= Task description =
All of the data should be output character for character, except the pictures.

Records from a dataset
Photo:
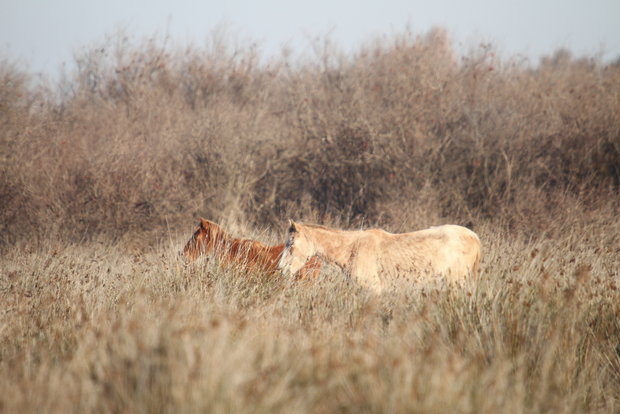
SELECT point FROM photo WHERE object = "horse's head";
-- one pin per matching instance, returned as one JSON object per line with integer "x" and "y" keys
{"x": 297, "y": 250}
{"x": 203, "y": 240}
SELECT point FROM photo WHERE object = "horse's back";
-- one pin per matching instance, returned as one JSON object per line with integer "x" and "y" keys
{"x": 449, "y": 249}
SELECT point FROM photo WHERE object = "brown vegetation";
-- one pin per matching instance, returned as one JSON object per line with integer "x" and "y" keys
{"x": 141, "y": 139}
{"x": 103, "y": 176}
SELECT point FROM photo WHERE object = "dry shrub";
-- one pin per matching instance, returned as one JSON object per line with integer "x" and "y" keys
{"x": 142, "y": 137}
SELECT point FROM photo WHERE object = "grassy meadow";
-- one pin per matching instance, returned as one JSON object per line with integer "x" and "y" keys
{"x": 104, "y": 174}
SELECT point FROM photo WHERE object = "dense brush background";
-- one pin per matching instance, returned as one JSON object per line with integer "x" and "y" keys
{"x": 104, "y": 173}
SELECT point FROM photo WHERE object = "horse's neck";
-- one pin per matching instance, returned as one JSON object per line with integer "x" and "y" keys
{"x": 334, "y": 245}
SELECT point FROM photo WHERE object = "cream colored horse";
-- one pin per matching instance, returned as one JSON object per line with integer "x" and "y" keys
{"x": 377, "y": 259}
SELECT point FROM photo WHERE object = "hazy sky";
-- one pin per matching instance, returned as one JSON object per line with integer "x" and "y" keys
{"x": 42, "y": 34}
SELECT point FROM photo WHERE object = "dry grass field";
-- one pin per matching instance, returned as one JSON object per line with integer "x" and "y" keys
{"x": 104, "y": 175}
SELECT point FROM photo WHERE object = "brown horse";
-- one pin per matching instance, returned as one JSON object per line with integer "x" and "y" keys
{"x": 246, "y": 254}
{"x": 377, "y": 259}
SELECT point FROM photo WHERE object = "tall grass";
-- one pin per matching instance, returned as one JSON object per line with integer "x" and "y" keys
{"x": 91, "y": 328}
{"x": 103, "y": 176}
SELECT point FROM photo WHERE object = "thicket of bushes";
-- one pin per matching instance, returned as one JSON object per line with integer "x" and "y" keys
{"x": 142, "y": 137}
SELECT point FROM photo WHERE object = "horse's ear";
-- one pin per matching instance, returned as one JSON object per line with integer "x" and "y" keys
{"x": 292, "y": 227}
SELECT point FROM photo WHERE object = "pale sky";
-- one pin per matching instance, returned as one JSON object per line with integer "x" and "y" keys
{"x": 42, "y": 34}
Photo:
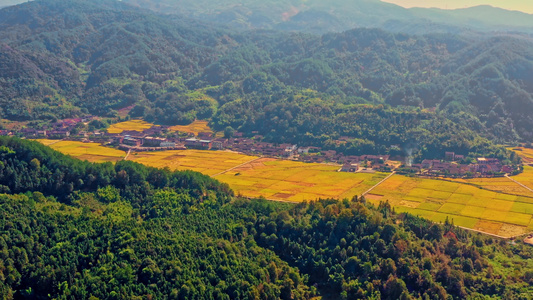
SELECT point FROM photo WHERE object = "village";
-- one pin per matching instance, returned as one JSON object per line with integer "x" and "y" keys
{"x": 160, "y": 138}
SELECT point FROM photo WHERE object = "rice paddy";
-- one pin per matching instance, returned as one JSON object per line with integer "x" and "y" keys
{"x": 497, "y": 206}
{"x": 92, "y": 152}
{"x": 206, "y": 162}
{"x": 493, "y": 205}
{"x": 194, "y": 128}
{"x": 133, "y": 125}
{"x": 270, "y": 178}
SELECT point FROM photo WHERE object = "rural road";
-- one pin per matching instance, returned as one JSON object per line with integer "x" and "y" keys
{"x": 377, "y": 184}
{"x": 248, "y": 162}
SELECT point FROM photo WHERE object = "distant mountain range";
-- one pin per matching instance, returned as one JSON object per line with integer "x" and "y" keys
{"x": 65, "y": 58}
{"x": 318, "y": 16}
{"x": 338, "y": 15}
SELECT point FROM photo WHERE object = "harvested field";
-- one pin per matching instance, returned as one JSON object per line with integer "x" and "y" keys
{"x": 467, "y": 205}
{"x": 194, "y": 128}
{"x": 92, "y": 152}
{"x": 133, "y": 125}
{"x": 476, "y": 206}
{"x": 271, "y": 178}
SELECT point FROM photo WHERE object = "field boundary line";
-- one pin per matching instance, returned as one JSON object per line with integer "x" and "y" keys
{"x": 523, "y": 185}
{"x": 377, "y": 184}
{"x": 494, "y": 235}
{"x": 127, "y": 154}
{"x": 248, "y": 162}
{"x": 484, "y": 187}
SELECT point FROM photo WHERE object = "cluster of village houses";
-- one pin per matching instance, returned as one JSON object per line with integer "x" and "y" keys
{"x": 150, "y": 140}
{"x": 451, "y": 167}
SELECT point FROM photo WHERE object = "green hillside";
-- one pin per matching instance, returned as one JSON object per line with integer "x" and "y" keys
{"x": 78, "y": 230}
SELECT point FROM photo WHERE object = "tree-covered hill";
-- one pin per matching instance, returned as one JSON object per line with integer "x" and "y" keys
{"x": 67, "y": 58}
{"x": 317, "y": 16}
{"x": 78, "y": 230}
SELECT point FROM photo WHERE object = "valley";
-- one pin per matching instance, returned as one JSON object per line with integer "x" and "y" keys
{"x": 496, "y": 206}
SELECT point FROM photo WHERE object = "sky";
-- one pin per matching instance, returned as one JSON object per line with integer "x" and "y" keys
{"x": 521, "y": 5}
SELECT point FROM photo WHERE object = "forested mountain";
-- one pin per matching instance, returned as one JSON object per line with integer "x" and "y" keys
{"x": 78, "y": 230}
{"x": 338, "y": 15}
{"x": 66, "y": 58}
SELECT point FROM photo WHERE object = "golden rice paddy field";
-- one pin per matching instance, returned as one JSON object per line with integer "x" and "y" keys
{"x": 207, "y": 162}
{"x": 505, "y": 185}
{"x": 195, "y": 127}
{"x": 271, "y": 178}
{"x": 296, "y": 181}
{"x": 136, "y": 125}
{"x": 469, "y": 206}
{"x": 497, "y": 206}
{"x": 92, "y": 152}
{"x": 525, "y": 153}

= Output below =
Photo:
SELECT point FROM photo WHERE object = "horse's head";
-- one pin per matching instance, returned as one JSON object per line with integer "x" and "y" keys
{"x": 297, "y": 250}
{"x": 203, "y": 240}
SELECT point FROM photo WHERE object = "horse's back";
-- one pin per matching instance, returned as one JSON object per line with integer "x" and "y" keys
{"x": 449, "y": 249}
SELECT point FROM photo WHERE object = "brown vegetation";
-- one pin per matching instance, returned as one JSON object per line with integer "x" and "y" keys
{"x": 141, "y": 139}
{"x": 103, "y": 176}
SELECT point FROM photo WHERE object = "dry shrub";
-- one pin per matching instance, returned as one JSON object per line with integer "x" and "y" keys
{"x": 142, "y": 137}
SELECT point FROM photo WHERE object = "grassy meadow";
-- one pin per matching instance, returned as one JSON object per line with integer "x" and "y" keys
{"x": 104, "y": 174}
SELECT point FROM photo WHERE object = "dense brush background";
-- one pin per matching instance, returned as one JSON object per line with integer "x" and "y" keys
{"x": 104, "y": 173}
SELECT point FROM photo WHERE object = "horse's neck";
-- one pin per matching instance, returned as one JSON object per line with integer "x" and "y" keys
{"x": 334, "y": 245}
SELECT point FROM photo WHERE object = "cream colored horse";
-- one pin per matching instance, returned as one JSON object per line with integer "x" and "y" keys
{"x": 377, "y": 259}
SELECT point FROM photo WHERE object = "hazy sky";
-- one pin per matching instance, returned as one JSON object per line with integer "x" and "y" keys
{"x": 42, "y": 34}
SELECT point FROM photo WHERE object = "dry grass field";
-- one pin per matching instance, returned as one JSON object per line with integer "x" and "y" keys
{"x": 104, "y": 175}
SELECT point FROM photo WHERE object = "brown horse";
-- one pin per matching instance, returned as one JSON object per line with integer "x" and "y" keys
{"x": 246, "y": 254}
{"x": 377, "y": 259}
SELECT point FROM photo WHERE object = "tall grass";
-- one pin per matching instance, returned as one JSON object per line with integer "x" and "y" keys
{"x": 91, "y": 328}
{"x": 103, "y": 176}
SELECT point FROM photo WHERE object = "thicket of bushes";
-- one pin per matching instance, returned as one JSON object per line with integer "x" and "y" keys
{"x": 142, "y": 137}
SELECT point FROM photo WHERE object = "horse's ear";
-- one pin per matching instance, returned as one JSON object per line with integer "x" and "y" keys
{"x": 292, "y": 227}
SELECT point FROM photo WHERE object = "pale sky";
-- one pin per matching instance, returned as one JSON object per line with integer "x" and "y" keys
{"x": 42, "y": 34}
Photo:
SELECT point FROM photo WHERE object = "village";
-- one pin per matching instance, returned as one JSON object per line with integer "x" and "y" keys
{"x": 160, "y": 138}
SELECT point FROM photo WHERE object = "rice paddy";
-- one pin per matching instance, returned as one JSON object per line with integer "x" and "y" keys
{"x": 497, "y": 206}
{"x": 92, "y": 152}
{"x": 206, "y": 162}
{"x": 493, "y": 205}
{"x": 194, "y": 128}
{"x": 133, "y": 125}
{"x": 270, "y": 178}
SELECT point FROM photo WHERE object = "rural road";
-- one pin per matching instance, returned as one JSON object per line with integer "x" and "y" keys
{"x": 377, "y": 184}
{"x": 248, "y": 162}
SELECT point FROM photo WHERE object = "distant mountain range";
-- one pin per matching instance, returned as one JSON object per line with integer "x" and "y" keys
{"x": 65, "y": 58}
{"x": 318, "y": 16}
{"x": 338, "y": 15}
SELECT point FROM photo WHERE object = "harvested field";
-- one pin per matching instance, returned as one JSON object per line with integer "x" and "y" keys
{"x": 467, "y": 205}
{"x": 194, "y": 128}
{"x": 92, "y": 152}
{"x": 133, "y": 125}
{"x": 476, "y": 206}
{"x": 271, "y": 178}
SELECT point FROM photo WHERE object = "field boundary line";
-- one pin per matching instance, returned as one JSON object per line with integer "x" and "y" keys
{"x": 523, "y": 185}
{"x": 377, "y": 184}
{"x": 494, "y": 235}
{"x": 127, "y": 154}
{"x": 248, "y": 162}
{"x": 484, "y": 187}
SELECT point FROM photo WHERE object = "cluster of village houses";
-- one pin per matching instance, returned as one JSON object per line with integer "x" and "y" keys
{"x": 150, "y": 140}
{"x": 451, "y": 167}
SELECT point FROM photo WHERE object = "green hillside";
-- one pin per matching instance, returned as one JSON object per line with integer "x" and "y" keys
{"x": 78, "y": 230}
SELECT point FROM photo WHERE object = "tree-covered hill";
-- one pin per matching instance, returned as one JSON object per line with integer "x" and "y" keys
{"x": 67, "y": 58}
{"x": 317, "y": 16}
{"x": 78, "y": 230}
SELECT point FROM photo WHERE object = "valley";
-- one pin per matching instance, returned as one JSON object per line with integer "x" and "y" keys
{"x": 496, "y": 206}
SELECT point FROM photo WHERE object = "sky";
-- one pin per matching instance, returned as one JSON object per line with integer "x" and "y" keys
{"x": 521, "y": 5}
SELECT point FROM photo WHERE object = "forested mountain";
-- one pin per matching instance, returned as one JSON object per line with integer "x" and "y" keys
{"x": 78, "y": 230}
{"x": 338, "y": 15}
{"x": 66, "y": 58}
SELECT point FROM photo WHERE object = "golden rice paddy field";
-- one pin per matching instance, returned as one JSON object per line with integer "x" and "y" keys
{"x": 207, "y": 162}
{"x": 505, "y": 185}
{"x": 195, "y": 127}
{"x": 271, "y": 178}
{"x": 296, "y": 181}
{"x": 136, "y": 125}
{"x": 469, "y": 206}
{"x": 497, "y": 206}
{"x": 92, "y": 152}
{"x": 525, "y": 153}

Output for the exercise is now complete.